→ **Task statement**
In full and without alteration, output each record given here.

Natural-language object grounding data:
[Start of section]

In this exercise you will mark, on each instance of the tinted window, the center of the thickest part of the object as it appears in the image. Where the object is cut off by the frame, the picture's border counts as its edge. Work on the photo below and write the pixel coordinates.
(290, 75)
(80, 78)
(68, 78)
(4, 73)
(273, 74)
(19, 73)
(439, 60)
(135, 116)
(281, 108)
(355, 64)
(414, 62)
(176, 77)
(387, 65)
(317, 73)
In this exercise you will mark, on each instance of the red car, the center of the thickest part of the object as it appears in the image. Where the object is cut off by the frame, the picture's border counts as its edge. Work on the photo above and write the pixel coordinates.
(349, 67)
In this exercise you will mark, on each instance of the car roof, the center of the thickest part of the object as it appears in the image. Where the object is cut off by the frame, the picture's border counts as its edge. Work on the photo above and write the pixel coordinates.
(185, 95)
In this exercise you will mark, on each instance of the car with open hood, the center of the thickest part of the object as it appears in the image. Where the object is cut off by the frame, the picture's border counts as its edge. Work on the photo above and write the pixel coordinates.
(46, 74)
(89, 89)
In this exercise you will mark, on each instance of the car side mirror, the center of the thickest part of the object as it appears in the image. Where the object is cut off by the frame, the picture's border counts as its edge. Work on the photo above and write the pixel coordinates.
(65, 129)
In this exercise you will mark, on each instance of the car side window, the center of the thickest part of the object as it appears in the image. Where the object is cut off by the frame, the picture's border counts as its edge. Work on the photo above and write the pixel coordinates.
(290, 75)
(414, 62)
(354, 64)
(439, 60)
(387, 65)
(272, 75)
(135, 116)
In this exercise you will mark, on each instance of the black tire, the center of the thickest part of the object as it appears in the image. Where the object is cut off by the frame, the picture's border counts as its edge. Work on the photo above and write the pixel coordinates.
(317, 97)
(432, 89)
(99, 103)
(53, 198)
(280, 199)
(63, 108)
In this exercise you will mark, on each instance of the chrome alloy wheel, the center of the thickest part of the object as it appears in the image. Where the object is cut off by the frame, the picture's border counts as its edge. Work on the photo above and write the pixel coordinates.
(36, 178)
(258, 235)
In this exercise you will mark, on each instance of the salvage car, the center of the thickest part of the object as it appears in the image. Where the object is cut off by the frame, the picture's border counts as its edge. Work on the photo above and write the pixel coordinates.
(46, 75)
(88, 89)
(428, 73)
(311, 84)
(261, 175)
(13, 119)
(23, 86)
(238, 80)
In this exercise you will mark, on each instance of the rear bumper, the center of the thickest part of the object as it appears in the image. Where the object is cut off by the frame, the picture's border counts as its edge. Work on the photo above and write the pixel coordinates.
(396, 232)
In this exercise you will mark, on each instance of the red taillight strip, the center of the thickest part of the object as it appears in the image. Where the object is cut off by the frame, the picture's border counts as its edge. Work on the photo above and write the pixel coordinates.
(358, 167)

[End of section]

→ **Task result**
In this exercise you will mark, on each instance of the tinted window, the center of the thickest part of the object as it appears in the image. Where the object is cut off by the frame, the picture's border counts as its edge. Work on the photo below and write the pixel coordinates.
(290, 75)
(80, 78)
(68, 78)
(4, 73)
(273, 74)
(19, 73)
(439, 60)
(135, 116)
(281, 108)
(355, 64)
(414, 62)
(176, 77)
(387, 65)
(317, 73)
In this exercise you will mark, on each instance of the red car, the center of the thickest part of the object as it appears in the image. Where the object is cut off by the frame, the picture's border counts as its edge. Work on the photo above and write the pixel coordinates.
(349, 67)
In this exercise you will mark, on each instance of the car roof, the center of the thickest part of the object as it appears in the image. Where the object is cut off by the frame, the picture's border counts as its edge. Work on the photo above and write the pixel coordinates.
(185, 95)
In this exercise you will mark, on each instance of the car with open hood, the center of the thickest part of the object as it appears in the image. Where the object is cut off by the frame, the picture's border counts as its edge. Work on the photo above and write the pixel coordinates.
(46, 74)
(89, 89)
In this exercise you will mark, on each instance of the car side mirror, the center of the thickest part of the object as it appears in the image. Where the object is cut off by the frame, the picture's border counts as its edge. Work on the photo above and write the pixel coordinates.
(65, 129)
In this exercise you will mark, on each instance of the car side window, the center of the thickest part of the object as it appears in the image. Where the object is cut off by the frame, the picture's border counts as its edge. Work on the photo above and write the pixel coordinates.
(290, 75)
(414, 62)
(354, 64)
(439, 60)
(387, 65)
(272, 75)
(135, 116)
In this exercise you will mark, on each instance of the black tire, the center of the thickest part of the object as it appears in the image. Where the object is cut off by the frame, the picture's border counts as its edge. Work on the photo above and write the pixel coordinates.
(317, 97)
(432, 89)
(99, 103)
(53, 198)
(280, 199)
(63, 108)
In this exercise you will mark, on each instance of the chrome alloy wheel, the center of the thickest part of the object as it appears in the image. Where the object is cut off by the frame, the picture's border counts as its edge. Work on the photo above and write the pixel coordinates.
(36, 178)
(258, 235)
In this exercise you will mark, on each instance of the salvage car, the center of the thickest part of the object as it appears in the image. Where the object is cut off by the frame, the picture's border counts as its edge. Work on the photo above and write the pixel coordinates.
(46, 75)
(88, 89)
(428, 73)
(311, 84)
(261, 175)
(13, 119)
(23, 86)
(238, 80)
In this exercise you will mark, on each instance of the rear bumper, the center of the thickest part of the object as it appears in the image. Where the object is cut off by the frame, the picture's border counts as its edge. Work on the photo above and write the pixel coordinates.
(396, 232)
In this exercise you will mark, on each instance of the red taillight strip, the center of the thickest part of the object as it appears in the image. Where the object is cut off by the frame, the picture's border counts as its edge. Work on the photo above and write the pixel coordinates.
(358, 167)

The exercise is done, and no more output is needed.